▶ Required actions
**A.** In the BEIR benchmark script, which split is loaded when the dataset is msmarco?
**B.** Say whether each statement agrees with the BEIR benchmark script, answering yes or no and quoting the deciding words: (i) The BM25 model is created with k1 set to 1.2. (ii) Retrieval runs with 8 threads. (iii) Each corpus entry joins the title and the text with a space between them.
**C.** Reproduce the part of the BEIR benchmark script starting with "queries_lst.append(val)" and going on through "model.index(corpus_tokens, leave_progress=False)".

▶ Excerpted text
┏━━

Pulled from [bm25s](https://github.com/xhluca/bm25s/blob/main/examples/evaluate_on_beir.py)

In [98]:
import beir.util
from beir.datasets.data_loader import GenericDataLoader
from beir.retrieval.evaluation import EvaluateRetrieval

import bm25s
from bm25s.utils.beir import (
    BASE_URL,
)

def postprocess_results_for_eval(results, scores, query_ids):
    """
    Given the queried results and scores output by BM25S, postprocess them
    to be compatible with BEIR evaluation functions.
    query_ids is a list of query ids in the same order as the results.
    """

    results_record = [
        {"id": qid, "hits": results[i], "scores": list(scores[i])}
        for i, qid in enumerate(query_ids)
    ]

    result_dict_for_eval = {
        res["id"]: {
            docid: float(score) for docid, score in zip(res["hits"], res["scores"])
        }
        for res in results_record
    }

    return result_dict_for_eval

def run_benchmark(dataset, save_dir="datasets"):
    #### Download dataset and unzip the dataset
    data_path = beir.util.download_and_unzip(BASE_URL.format(dataset), save_dir)
    split = "test" if dataset != "msmarco" else "dev"
    corpus, queries, qrels = GenericDataLoader(data_folder=data_path).load(split=split)

    corpus_ids, corpus_lst = [], []
    for key, val in corpus.items():
        corpus_ids.append(key)
        corpus_lst.append(val["title"] + " " + val["text"])
    del corpus

    qids, queries_lst = [], []
    for key, val in queries.items():
        qids.append(key)
        queries_lst.append(val)
    
    corpus_tokens = bm25s.tokenize(
        corpus_lst, leave=False
    )

    del corpus_lst

    query_tokens = bm25s.tokenize(
        queries_lst, leave=False
    )

    model = bm25s.BM25(method="lucene", k1=1.2, b=0.75)
    model.index(corpus_tokens, leave_progress=False)
    
    ############## BENCHMARKING BEIR HERE ##############
    queried_results, queried_scores = model.retrieve(
        query_tokens, corpus=corpus_ids, k=10, n_threads=4
    )

    results_dict = postprocess_results_for_eval(queried_results, queried_scores, qids)
    ndcg, _map, recall, precision = EvaluateRetrieval.evaluate(
        qrels, results_dict, [1, 10]
    )

    print(ndcg)
    print(recall)
    print(precision)

┗━━

▶ Data block

┏━━

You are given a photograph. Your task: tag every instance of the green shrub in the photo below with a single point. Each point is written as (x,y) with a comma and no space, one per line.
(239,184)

┗━━

▶ Final answers
**A.** The "dev" split.

**B.**
(i) Yes: "k1=1.2"
(ii) No: "n_threads=4"
(iii) Yes: "val["title"] + " " + val["text"]"

**C.**
queries_lst.append(val)
    
    corpus_tokens = bm25s.tokenize(
        corpus_lst, leave=False
    )

    del corpus_lst

    query_tokens = bm25s.tokenize(
        queries_lst, leave=False
    )

    model = bm25s.BM25(method="lucene", k1=1.2, b=0.75)
    model.index(corpus_tokens, leave_progress=False)